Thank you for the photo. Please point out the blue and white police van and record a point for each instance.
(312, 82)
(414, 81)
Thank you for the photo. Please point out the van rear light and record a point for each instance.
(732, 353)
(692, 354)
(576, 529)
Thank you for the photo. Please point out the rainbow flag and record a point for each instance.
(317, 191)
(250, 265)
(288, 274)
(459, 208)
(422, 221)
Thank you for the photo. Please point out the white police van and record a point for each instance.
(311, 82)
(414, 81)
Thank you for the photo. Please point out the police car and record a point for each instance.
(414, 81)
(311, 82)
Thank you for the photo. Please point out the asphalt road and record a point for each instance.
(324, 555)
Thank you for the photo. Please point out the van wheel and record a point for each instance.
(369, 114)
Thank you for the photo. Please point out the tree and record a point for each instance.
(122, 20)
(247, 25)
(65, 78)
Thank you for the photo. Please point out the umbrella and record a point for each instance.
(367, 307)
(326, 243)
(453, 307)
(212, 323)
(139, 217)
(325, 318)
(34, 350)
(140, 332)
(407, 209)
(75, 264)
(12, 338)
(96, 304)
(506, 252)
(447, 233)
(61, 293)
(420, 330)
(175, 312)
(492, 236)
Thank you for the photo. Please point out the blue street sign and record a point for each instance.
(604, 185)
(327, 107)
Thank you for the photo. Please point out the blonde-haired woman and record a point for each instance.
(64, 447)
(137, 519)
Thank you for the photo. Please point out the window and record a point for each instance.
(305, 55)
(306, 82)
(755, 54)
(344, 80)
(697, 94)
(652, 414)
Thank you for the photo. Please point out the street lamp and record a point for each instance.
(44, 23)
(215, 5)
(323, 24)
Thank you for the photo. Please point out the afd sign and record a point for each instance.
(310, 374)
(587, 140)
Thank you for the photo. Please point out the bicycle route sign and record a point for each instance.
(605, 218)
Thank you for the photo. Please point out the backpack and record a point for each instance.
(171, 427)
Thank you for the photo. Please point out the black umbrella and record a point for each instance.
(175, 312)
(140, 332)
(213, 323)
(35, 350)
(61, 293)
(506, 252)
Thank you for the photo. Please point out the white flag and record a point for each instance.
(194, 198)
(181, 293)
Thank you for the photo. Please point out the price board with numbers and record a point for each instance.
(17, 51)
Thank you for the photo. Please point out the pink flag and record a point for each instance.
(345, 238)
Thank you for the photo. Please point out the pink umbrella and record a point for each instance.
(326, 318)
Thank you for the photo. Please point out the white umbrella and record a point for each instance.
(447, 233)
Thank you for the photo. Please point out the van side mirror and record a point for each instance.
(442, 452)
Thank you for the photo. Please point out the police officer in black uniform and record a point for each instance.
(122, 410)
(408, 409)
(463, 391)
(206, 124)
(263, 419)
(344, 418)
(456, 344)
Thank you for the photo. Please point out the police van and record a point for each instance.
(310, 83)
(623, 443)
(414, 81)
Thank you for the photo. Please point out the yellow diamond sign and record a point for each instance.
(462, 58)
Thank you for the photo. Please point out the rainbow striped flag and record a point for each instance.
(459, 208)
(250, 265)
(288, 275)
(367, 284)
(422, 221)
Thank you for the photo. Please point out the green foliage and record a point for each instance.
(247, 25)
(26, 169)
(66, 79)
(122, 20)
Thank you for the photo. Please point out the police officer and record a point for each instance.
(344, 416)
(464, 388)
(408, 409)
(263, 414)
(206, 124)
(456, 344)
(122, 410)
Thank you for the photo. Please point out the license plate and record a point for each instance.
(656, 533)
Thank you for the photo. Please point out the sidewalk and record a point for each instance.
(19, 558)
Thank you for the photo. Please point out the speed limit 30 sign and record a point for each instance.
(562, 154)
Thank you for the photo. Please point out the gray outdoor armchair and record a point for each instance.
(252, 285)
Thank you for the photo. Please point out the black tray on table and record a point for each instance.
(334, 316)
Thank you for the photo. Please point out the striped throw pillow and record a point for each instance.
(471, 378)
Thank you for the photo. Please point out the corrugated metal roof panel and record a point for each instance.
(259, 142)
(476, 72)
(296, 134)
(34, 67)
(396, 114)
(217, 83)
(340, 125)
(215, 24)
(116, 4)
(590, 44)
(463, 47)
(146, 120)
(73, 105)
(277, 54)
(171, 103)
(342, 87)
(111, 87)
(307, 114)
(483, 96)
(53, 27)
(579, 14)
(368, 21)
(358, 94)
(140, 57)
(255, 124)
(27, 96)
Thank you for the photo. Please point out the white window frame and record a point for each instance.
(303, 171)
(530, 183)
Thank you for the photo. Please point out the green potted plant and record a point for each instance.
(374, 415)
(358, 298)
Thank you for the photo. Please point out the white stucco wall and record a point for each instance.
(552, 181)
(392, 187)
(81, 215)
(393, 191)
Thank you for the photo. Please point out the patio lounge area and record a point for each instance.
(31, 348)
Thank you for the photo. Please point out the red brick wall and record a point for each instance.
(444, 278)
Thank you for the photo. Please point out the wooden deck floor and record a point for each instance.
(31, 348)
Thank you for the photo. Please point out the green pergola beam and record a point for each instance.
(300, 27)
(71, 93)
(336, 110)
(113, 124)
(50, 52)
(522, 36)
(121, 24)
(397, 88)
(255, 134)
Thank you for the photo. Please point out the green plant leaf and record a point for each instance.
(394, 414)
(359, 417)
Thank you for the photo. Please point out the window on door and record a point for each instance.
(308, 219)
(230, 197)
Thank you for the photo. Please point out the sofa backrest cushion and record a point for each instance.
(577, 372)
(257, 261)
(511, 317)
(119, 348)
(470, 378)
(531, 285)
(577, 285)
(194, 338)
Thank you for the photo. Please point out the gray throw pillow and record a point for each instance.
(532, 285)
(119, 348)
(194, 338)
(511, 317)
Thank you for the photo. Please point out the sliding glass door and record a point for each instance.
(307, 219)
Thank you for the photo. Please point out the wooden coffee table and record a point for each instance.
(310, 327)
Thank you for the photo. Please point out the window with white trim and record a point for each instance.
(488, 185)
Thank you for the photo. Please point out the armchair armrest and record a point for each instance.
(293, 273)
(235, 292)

◆ ◆ ◆ ◆

EXERCISE OBJECTIVE:
Return exactly the lines from the one containing "Thank you for the photo. Please point out the patio" through the last line of the records above, both included, and nothing else.

REPLY TO THE EXERCISE:
Thank you for the photo. Please point out the patio lounge area and record a point for each instance.
(31, 348)
Thank you for the photo. Please point out the red brick wall and record a point for each instance.
(444, 278)
Thank you for the photo. Please point out the wooden deck floor and record a point for each instance.
(31, 348)
Thank you for the photo. Please point out the green pergola beam and record a point for each instance.
(300, 27)
(71, 93)
(336, 110)
(113, 124)
(50, 52)
(522, 36)
(121, 24)
(397, 88)
(255, 134)
Thank you for the photo. Please point out the green plant leaf and record a point for each instance.
(394, 414)
(359, 417)
Thank you for the photo. Please point out the window on door and record a point for each instance.
(308, 219)
(230, 197)
Thank you for the photo. Please point out the sofa backrest cushion and record a point for each instance.
(577, 372)
(257, 261)
(511, 317)
(119, 348)
(470, 378)
(531, 285)
(577, 285)
(194, 338)
Thank you for the photo. Please point out the gray throw pillow and record a point for each instance.
(532, 285)
(119, 348)
(194, 338)
(511, 317)
Thank you for the photo. Please point out the sliding glass door and record a point for each instance.
(307, 219)
Thank you for the photo. Please point out the wooden coffee table and record a point for each instance.
(310, 327)
Thank you for the photo. Please point out the window with white trim and record a point for each instance.
(488, 185)
Thank you for the photo. Please point out the armchair armrest and record a point for each instance.
(293, 273)
(235, 292)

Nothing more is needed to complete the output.